- _Supplied passage_
My approach is characterized by an intensive investigation into model compression and sparse training techniques, optimization algorithms, and the synergy between algorithms and diverse hardware platforms, which includes GPUs, FPGAs, and emerging technologies like ReRAM. The goal is to catalyze the emergence of neural networks that are not just sustainable and scalable, but also democratically accessible and ethically responsible.

How do you hope that you will have changed computing in five years?

In the next five years, I am committed to continuing my work in the field of efficient machine learning and AI systems. My objective is to spearhead a series of breakthroughs, particularly in enhancing energy efficiency—a cornerstone for sustainable technological advancement. Through an integrative approach of algorithm and hardware co-design, I foresee my efforts contributing to more synergistic and robust AI systems.

The democratization of AI is another pivotal aspect of my vision. I intend to break down barriers, making sophisticated AI tools accessible to a wider audience and facilitating their integration into a myriad of devices. By doing so, AI will not only serve the few but empower the many, transcending traditional technological limitations.

Moreover, my enthusiasm for refining the intricacies of large language models and generative AI is unwavering. These areas are ripe with potential to revolutionize how we interact with and benefit from artificial intelligence. By fostering innovative algorithm development alongside hardware co-design, I am confident that we can make AI use more sustainable, ethically grounded, and impactful.

My aspiration is not merely to advance the field in academic or technical terms but to ensure these improvements lead to tangible benefits for society. By driving these changes, I hope to play a part in shaping a future where AI is not only more efficient but also more aligned with the ethical and practical needs of our global community.

How does additional support allow you to more effectively complete your graduate study?

During my Ph.D. study, besides the mentorship from my advisors Prof. Caiwen Ding and Prof. Omer Khan, I received multiple forms of additional support, such as fellowship from the Computer Science Department, CACC, Cigna, Eversource and Student Travel grant from Workshop for Women in Hardware and Security, advanced computational resources from the lab. They are instrumental in enhancing the effectiveness and scope of my graduate research, pushing me to a higher level. Financial assistance alleviates the burden of tuition and living expenses, enabling me to dedicate more time to my studies and research, delving deeply into complex problems and innovating in the field of efficient machine learning. Access to state-of-the-art GPUs allows me to experiment with large-scale models and datasets, conduct extensive experiments and simulations and verify the effectiveness of designs more rapidly. This is particularly crucial in the field which is resource-intensive as deep learning, especially nowadays large language model exploration.

- _Extracted data_
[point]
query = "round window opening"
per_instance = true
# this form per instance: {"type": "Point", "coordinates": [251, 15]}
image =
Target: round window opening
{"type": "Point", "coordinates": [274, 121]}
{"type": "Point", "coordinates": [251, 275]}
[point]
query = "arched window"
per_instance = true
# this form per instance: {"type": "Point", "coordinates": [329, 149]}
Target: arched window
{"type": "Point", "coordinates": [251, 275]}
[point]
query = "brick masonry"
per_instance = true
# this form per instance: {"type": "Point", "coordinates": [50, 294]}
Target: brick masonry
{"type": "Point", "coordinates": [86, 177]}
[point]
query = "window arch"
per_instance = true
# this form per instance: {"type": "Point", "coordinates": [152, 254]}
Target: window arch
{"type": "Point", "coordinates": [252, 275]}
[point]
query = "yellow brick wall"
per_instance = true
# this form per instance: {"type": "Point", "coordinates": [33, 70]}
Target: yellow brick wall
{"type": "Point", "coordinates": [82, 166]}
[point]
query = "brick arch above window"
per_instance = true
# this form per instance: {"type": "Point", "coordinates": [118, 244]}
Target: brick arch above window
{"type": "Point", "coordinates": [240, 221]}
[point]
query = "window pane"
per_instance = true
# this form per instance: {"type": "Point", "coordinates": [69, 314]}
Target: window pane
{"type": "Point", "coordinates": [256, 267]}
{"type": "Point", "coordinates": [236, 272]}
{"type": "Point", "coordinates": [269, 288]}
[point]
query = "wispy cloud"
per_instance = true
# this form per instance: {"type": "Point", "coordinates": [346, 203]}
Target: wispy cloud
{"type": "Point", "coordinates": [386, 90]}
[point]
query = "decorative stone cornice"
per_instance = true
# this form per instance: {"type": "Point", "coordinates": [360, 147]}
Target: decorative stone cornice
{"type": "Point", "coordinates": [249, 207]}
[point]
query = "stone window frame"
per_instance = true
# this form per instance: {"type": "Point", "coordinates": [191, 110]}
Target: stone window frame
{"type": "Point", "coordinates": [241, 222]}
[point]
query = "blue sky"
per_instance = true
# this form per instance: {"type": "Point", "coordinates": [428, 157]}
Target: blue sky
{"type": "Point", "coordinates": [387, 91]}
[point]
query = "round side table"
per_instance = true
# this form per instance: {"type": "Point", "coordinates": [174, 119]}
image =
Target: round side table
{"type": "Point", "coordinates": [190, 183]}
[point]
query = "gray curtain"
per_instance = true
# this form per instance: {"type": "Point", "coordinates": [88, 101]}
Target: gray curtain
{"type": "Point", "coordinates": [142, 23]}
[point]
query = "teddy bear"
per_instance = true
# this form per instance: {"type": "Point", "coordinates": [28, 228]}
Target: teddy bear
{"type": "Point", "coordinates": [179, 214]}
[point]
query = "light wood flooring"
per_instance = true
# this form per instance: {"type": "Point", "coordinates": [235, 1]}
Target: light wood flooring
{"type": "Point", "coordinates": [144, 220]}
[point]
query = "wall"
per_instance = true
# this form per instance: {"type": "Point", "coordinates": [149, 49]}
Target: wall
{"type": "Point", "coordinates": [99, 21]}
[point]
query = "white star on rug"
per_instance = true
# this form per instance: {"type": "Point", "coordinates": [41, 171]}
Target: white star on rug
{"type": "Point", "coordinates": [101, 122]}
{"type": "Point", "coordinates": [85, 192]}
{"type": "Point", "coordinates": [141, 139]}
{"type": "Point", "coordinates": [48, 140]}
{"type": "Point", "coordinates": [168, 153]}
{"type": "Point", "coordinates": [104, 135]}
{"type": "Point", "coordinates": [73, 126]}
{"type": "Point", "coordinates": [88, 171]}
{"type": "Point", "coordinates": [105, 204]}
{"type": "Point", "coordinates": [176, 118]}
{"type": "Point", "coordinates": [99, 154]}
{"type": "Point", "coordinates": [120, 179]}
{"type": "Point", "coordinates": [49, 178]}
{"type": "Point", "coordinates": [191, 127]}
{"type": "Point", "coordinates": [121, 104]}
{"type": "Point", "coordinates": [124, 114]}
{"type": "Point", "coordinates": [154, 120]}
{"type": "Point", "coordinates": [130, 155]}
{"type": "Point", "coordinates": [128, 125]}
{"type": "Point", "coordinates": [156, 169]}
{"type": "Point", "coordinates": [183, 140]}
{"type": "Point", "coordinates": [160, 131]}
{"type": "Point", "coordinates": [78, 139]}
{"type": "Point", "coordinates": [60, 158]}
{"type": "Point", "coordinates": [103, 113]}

- _Required tasks_
A – Reproduce everything in the interview on efficient machine learning from "My aspiration is" down to "our global community.".
B – Please check each statement against the interview on efficient machine learning and answer yes or no, quoting the words that decide it: (i) The speaker's Ph.D. advisors are Prof. Caiwen Ding and Prof. Omer Khan. (ii) The speaker's Student Travel grant came from the Computer Science Department. (iii) FPGAs are among the hardware platforms the speaker's investigation covers.
C – Continue the interview on efficient machine learning from the point where it stops.

- _Exercise answers_
A –
My aspiration is not merely to advance the field in academic or technical terms but to ensure these improvements lead to tangible benefits for society. By driving these changes, I hope to play a part in shaping a future where AI is not only more efficient but also more aligned with the ethical and practical needs of our global community.

B –
(i) Yes: "the mentorship from my advisors Prof. Caiwen Ding and Prof. Omer Khan"
(ii) No: "Student Travel grant from Workshop for Women in Hardware and Security"
(iii) Yes: "which includes GPUs, FPGAs, and emerging technologies like ReRAM"

C –
What are you hoping to do upon graduation?

I hope to be an assistant professor after graduation, and I am on the job market this year.

(For papers) What is the major improvement made in this work?  What consequences does this improvement have for the field in general?

The major improvement made in this work is the development of a Structural Linearized Graph Convolutional Network (LinGCN) that optimizes the performance of Homomorphically Encrypted (HE) based GCN inference, reducing multiplication depth and addressing HE computation overhead.

This improvement has significant consequences for the field in general, as it enables the deployment of GCNs in the cloud while preserving data privacy. Additionally, the proposed framework can be applied to other machine learning models besides GCNs, making it a valuable contribution to the field of privacy-preserving machine learning.

Shaoyi Huang

Shaoyi Huang

"Attending this year's conference would significantly enrich my experience, providing more opportunities to engage with experts in the field, strengthen my professional network, and enhance my prospects for a future faculty position. Therefore, receiving support from CACC for this trip would be invaluable to my career, helping me realize my dream''.